Find the line that contains "Where can the ceiling fan light" in the records below, then repeat exactly that line and each one after it, leaving pictures out.

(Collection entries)
◆ ◆ ◆

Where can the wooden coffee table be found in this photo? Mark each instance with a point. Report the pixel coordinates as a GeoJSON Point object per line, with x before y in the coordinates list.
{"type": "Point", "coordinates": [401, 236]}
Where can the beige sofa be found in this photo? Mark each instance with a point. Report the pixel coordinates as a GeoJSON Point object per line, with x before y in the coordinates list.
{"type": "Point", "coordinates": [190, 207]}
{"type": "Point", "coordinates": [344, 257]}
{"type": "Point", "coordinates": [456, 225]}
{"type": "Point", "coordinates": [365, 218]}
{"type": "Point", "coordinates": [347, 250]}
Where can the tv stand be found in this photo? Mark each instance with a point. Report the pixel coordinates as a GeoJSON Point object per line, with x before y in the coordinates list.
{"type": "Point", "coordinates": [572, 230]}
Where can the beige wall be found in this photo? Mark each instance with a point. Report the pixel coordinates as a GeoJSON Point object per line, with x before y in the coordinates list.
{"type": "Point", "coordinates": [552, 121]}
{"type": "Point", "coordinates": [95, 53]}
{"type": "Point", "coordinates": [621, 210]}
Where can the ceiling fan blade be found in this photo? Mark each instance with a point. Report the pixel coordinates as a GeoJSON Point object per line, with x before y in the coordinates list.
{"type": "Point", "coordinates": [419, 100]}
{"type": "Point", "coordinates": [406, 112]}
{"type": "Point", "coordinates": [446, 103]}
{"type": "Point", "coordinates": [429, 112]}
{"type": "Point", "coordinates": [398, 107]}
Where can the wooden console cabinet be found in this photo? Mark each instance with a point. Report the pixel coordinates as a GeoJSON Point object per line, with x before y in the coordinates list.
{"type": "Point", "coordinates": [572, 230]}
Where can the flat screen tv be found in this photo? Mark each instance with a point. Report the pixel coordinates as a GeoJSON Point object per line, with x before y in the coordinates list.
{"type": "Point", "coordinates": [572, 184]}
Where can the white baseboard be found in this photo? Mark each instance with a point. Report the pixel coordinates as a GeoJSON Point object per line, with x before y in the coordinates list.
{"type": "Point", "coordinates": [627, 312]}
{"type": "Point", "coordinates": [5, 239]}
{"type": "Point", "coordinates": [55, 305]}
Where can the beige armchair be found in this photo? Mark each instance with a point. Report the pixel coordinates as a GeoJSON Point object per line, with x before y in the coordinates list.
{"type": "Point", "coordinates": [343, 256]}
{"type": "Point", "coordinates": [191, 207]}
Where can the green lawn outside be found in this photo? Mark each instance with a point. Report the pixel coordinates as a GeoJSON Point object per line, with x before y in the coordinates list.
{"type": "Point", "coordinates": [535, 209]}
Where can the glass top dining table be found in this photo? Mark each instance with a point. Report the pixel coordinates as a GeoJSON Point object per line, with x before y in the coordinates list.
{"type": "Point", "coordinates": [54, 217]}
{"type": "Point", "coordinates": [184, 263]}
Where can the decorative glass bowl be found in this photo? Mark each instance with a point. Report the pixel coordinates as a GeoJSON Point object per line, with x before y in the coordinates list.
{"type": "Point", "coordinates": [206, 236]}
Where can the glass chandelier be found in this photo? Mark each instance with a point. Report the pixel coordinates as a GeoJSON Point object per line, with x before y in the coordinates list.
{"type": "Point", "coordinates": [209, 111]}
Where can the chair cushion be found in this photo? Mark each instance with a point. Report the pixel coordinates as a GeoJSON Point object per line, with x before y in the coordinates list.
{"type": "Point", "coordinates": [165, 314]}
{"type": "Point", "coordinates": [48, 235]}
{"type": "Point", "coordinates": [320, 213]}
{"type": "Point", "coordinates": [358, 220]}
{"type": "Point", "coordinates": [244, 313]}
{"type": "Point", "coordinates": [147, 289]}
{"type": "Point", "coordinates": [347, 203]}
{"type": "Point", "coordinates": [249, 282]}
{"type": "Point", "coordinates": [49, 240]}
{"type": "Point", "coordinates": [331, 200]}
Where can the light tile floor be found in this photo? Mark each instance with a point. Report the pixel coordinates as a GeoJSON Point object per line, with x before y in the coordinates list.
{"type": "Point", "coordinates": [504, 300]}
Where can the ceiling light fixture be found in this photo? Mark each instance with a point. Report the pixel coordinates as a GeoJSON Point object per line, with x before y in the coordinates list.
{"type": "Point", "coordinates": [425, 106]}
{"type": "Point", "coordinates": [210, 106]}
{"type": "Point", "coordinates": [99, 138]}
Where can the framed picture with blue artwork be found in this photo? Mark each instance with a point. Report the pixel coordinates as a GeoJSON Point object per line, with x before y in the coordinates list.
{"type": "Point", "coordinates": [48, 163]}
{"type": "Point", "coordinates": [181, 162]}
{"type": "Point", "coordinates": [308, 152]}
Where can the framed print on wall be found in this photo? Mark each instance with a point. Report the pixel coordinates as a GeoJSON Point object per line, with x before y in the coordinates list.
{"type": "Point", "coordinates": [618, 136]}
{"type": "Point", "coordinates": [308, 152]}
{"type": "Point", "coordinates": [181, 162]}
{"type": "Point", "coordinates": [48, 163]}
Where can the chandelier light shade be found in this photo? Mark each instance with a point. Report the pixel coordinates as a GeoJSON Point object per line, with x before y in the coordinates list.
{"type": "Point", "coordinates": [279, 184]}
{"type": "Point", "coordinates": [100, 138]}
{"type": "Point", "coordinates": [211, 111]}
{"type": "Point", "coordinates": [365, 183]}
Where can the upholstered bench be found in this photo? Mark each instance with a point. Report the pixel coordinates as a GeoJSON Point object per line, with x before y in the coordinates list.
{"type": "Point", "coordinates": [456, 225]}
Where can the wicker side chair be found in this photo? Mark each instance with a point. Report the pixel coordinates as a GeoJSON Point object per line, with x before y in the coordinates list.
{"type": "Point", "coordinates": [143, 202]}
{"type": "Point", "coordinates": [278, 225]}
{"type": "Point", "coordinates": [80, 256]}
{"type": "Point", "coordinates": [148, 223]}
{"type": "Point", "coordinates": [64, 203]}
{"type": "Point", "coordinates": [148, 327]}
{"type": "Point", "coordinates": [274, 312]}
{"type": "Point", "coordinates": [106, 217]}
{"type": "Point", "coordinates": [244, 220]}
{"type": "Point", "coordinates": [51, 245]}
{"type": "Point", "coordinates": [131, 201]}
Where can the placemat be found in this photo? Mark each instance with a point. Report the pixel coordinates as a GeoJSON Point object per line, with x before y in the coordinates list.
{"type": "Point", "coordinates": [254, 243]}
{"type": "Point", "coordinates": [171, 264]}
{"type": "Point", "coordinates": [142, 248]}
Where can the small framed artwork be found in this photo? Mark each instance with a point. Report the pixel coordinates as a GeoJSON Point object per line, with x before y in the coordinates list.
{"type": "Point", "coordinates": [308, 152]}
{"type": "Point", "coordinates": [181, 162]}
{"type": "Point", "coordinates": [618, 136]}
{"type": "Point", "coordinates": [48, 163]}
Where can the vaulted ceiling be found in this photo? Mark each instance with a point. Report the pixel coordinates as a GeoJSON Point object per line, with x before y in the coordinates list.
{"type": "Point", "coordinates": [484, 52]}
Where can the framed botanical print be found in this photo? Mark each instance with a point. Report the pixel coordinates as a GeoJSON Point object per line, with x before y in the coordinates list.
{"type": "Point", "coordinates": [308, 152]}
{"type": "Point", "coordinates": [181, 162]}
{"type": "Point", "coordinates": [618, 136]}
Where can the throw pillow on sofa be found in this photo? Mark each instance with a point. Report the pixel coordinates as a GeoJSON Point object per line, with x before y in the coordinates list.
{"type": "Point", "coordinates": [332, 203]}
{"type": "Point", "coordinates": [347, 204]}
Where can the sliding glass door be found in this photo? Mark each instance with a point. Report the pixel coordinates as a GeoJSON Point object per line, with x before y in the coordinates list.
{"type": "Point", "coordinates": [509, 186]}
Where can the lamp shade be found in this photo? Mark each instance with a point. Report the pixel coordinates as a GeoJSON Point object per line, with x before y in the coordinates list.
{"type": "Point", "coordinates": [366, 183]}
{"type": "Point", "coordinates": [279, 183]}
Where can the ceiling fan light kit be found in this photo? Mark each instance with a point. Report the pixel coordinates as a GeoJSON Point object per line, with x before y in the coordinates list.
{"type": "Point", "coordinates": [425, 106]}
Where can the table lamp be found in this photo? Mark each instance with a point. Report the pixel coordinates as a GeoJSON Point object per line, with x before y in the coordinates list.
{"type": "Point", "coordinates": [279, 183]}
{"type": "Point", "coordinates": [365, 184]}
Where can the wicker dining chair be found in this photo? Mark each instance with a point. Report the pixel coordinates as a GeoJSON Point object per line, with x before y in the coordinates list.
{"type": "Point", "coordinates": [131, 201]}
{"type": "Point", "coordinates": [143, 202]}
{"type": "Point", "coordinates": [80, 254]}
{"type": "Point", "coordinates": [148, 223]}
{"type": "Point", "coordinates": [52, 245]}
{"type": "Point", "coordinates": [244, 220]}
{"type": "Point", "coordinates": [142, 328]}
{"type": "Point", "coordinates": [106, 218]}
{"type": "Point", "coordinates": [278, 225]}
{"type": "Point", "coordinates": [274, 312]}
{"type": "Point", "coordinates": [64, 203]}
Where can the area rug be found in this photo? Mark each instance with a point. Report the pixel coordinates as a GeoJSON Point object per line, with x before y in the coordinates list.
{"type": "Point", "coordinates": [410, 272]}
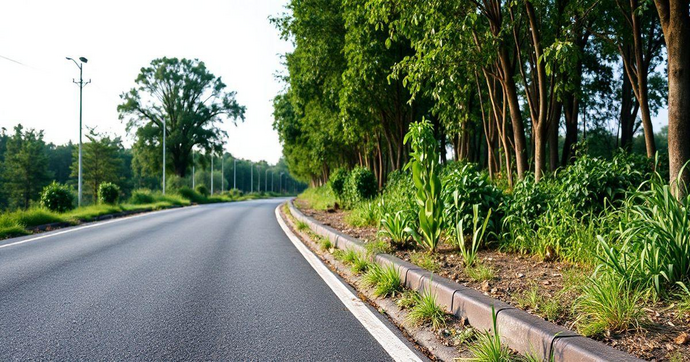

◆ ◆ ◆

• _WRITTEN RESPONSE_
Where can the ceiling fan light kit be found in this photo? Mark each instance with a point. Report the pixel coordinates as a GeoJSON Point object per line, with x before y in the coordinates list.
{"type": "Point", "coordinates": [425, 106]}
Where can the table lamp be found in this photo? Mark each instance with a point. Report the pixel coordinates as a GeoJSON Point object per line, with x before y in the coordinates list.
{"type": "Point", "coordinates": [279, 183]}
{"type": "Point", "coordinates": [365, 184]}
Where can the wicker dining chair be found in this photo? Mark each instance with a point. Report the pixel coordinates as a GeoJSON Point object per line, with x before y in the coordinates list.
{"type": "Point", "coordinates": [131, 201]}
{"type": "Point", "coordinates": [143, 202]}
{"type": "Point", "coordinates": [80, 254]}
{"type": "Point", "coordinates": [148, 223]}
{"type": "Point", "coordinates": [52, 245]}
{"type": "Point", "coordinates": [244, 220]}
{"type": "Point", "coordinates": [142, 328]}
{"type": "Point", "coordinates": [106, 218]}
{"type": "Point", "coordinates": [278, 225]}
{"type": "Point", "coordinates": [274, 312]}
{"type": "Point", "coordinates": [64, 203]}
Where can the area rug be found in this photo? Mark each instance with a point. Report the pixel coordinates as a GeoJSON Point object per line, with x before y in the coordinates list.
{"type": "Point", "coordinates": [410, 272]}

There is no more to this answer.